Hardcover. 90pages. £12.95.
Brigitte Helm only recently departed from this life in June 1996
at the age of 88, making the number of surviving silent cinema stars even less than it
already is. I say this to emphasise the reason why we should amend, catalogue and record
their experiences before it is too late to accurately compile what is to many an important
part of film history.
Helm had retired from the screen in the mid-Thirties when Germany's reputable film
industry began to be dictated to by the Third Reich. Despite offers from Hollywood,
Brigitte steadfastly refused to leave her beloved Germany where her friends, family, and
her artistic reputation were established. After her last film EIN IDEALER GATTE (An Ideal
Husband) in 1935, Brigitte married a wealthy industrialist, gave birth to four sons, and
lived a life of luxury in both Germany and Switzerland, never once regretting her decision
to leave her film career behind.
During her ten year film career, Brigitte
Helm appeared in 37 films, her first as Maria in Fritz Lang's Metropolis (1926). Several accounts exist as to why Fritz Lang chose
her for the part, but it isn't hard to imagine Lang's attraction to this 17 year-old
beauty and her classic Greek profile. Soon after UFA. studios created several roles for
her as a voracious vamp, including her role as the demonic Alraune (1928) alongside Paul Wegener, a role that she reprised during 1930 in sound with Albert Basserman. She continued
as similar characters for THE YACHT OF SEVEN SINS, THE WONDERFUL LIES OF NINA PETROVNA and
went to Paris to star in Marcel l'Herbier's L'ARGENT (1928). It was only when the silent
era was at an end that these types of roles gradually diminished.

Data supplied:

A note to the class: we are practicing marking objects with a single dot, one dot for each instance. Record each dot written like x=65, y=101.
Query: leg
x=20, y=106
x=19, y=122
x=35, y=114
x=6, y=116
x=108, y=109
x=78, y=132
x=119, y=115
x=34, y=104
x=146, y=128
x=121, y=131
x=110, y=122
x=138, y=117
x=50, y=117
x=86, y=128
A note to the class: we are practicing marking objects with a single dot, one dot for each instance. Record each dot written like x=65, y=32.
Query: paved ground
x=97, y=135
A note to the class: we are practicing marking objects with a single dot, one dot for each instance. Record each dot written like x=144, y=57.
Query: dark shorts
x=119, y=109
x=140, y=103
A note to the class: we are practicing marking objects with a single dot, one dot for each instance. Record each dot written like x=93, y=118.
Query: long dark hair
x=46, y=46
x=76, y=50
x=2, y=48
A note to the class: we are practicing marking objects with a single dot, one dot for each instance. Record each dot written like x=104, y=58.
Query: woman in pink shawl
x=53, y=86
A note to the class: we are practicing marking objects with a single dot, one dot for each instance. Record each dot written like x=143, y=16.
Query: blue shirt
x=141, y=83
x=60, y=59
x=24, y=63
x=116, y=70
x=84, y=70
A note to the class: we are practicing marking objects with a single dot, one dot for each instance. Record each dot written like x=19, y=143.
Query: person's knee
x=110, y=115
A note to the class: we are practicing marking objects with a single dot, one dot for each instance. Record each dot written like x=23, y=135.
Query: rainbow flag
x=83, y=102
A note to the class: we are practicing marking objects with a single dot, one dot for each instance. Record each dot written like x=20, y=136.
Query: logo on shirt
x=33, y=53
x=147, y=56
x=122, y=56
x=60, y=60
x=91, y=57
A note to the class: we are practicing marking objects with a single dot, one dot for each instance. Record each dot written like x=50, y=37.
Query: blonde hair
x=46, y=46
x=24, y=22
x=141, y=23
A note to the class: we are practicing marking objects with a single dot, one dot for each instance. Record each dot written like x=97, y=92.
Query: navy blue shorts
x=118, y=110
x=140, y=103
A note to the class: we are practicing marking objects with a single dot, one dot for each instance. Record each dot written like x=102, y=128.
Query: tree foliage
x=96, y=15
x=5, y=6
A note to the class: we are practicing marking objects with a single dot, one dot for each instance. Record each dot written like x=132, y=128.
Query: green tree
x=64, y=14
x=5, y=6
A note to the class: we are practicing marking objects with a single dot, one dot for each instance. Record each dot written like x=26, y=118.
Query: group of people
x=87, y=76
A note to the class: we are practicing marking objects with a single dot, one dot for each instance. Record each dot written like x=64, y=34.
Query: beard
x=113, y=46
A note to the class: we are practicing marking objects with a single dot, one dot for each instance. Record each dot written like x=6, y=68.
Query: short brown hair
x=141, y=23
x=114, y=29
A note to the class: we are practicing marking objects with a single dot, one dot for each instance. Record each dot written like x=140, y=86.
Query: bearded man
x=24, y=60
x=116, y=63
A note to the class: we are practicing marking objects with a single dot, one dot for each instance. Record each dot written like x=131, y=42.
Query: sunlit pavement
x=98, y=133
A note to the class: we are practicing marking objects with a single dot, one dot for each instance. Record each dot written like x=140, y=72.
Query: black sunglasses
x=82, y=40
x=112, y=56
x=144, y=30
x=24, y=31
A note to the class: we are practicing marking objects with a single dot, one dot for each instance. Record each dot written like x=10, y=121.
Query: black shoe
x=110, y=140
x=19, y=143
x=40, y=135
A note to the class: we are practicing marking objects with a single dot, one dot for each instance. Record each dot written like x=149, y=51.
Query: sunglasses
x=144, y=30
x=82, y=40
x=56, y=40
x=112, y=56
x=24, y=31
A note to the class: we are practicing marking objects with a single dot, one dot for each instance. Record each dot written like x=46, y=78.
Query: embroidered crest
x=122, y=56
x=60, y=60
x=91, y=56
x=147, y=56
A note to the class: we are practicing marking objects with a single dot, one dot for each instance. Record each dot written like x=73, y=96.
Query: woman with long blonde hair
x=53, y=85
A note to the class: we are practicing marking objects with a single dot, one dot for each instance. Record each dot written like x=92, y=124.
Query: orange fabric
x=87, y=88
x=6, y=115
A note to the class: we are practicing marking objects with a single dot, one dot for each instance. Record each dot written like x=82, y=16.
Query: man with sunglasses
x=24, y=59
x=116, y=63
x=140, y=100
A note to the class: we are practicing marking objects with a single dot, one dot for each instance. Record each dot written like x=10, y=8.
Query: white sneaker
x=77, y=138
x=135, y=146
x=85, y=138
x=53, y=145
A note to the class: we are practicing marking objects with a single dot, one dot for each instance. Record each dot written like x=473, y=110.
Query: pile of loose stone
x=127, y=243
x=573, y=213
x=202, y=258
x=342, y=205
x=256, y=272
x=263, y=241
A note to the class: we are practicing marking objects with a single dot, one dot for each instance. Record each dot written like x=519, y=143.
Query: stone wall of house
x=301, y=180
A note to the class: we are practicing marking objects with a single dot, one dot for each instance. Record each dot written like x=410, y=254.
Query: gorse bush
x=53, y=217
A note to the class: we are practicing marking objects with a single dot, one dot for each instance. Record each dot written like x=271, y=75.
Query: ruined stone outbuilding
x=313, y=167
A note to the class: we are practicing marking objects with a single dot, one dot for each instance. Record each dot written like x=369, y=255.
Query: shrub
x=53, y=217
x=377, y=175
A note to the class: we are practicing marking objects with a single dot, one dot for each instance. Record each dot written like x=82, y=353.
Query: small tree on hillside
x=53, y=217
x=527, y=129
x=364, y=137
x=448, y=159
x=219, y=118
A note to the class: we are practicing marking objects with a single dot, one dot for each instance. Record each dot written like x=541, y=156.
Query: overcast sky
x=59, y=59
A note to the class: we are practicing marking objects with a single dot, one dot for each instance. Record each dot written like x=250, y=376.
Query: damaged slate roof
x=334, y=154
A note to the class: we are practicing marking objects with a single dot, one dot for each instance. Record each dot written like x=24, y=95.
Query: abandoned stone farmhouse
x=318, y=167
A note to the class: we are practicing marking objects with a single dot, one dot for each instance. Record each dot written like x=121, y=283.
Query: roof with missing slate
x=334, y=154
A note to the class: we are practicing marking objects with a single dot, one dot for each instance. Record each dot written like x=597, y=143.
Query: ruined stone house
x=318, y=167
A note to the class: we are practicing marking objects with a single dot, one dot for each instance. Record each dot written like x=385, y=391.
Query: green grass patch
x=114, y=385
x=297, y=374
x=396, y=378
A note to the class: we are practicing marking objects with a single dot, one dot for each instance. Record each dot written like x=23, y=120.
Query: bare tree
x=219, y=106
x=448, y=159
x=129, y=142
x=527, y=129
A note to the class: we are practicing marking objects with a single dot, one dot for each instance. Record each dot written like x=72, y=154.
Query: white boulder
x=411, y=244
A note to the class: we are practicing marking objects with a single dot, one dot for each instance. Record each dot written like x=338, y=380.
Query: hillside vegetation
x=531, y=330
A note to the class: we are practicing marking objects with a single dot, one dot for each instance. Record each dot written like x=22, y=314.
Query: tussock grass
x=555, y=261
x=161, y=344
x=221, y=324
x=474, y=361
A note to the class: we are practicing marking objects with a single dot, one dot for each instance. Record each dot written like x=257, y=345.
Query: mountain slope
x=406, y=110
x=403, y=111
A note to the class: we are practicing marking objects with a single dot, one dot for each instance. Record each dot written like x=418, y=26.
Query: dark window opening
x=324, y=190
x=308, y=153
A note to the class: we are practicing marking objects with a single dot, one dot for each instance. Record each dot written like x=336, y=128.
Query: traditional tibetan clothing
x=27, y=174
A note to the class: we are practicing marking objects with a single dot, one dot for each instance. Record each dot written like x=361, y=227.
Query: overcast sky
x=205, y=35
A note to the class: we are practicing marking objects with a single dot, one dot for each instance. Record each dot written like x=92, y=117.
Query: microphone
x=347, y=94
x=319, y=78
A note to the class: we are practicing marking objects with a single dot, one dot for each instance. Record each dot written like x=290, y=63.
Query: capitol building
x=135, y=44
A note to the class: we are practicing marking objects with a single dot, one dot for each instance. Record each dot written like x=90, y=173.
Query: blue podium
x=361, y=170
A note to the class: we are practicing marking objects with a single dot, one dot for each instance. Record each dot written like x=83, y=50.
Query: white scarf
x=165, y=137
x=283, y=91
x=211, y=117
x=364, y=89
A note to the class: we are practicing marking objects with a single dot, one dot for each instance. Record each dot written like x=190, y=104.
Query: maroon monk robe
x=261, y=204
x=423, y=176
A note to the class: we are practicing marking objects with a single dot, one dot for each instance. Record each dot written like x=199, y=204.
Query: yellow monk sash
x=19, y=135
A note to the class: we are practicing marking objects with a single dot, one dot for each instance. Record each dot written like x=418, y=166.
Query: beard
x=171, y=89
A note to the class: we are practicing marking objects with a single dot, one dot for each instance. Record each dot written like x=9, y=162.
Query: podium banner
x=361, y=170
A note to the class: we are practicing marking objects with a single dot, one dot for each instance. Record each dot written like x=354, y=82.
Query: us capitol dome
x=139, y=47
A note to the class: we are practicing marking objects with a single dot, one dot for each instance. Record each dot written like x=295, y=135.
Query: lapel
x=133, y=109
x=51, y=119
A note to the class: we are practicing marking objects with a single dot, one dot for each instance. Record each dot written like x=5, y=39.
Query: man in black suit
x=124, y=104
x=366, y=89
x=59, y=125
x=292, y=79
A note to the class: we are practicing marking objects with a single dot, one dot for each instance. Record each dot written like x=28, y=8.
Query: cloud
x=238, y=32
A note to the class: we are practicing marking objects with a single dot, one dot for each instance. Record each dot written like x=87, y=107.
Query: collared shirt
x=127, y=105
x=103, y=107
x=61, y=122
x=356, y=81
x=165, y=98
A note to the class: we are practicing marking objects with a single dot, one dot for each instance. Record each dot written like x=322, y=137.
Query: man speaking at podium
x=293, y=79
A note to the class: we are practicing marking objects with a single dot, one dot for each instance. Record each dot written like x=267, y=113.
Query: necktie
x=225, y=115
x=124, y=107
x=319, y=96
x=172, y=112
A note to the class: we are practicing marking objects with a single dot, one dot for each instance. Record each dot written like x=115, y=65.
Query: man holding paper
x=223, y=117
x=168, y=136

Problems:
**a)** According to the passage on Brigitte Helm, why did she turn down offers from Hollywood? Answer in one to three sentences.
**b)** In the listing, change "bare tree" to "leafless tree" from the line with "like x=385, y=391." up to and including the line with "x=411, y=244", and give back only those lines.

Correct answers:
**a)** She refused to leave Germany, which she loved. Her friends, her family and her artistic reputation were all established there.

**b)**
A note to the class: we are practicing marking objects with a single dot, one dot for each instance. Record each dot written like x=385, y=391.
Query: green grass patch
x=114, y=385
x=297, y=374
x=396, y=378
A note to the class: we are practicing marking objects with a single dot, one dot for each instance. Record each dot written like x=23, y=120.
Query: leafless tree
x=219, y=106
x=448, y=159
x=129, y=142
x=527, y=129
A note to the class: we are practicing marking objects with a single dot, one dot for each instance. Record each dot written like x=72, y=154.
Query: white boulder
x=411, y=244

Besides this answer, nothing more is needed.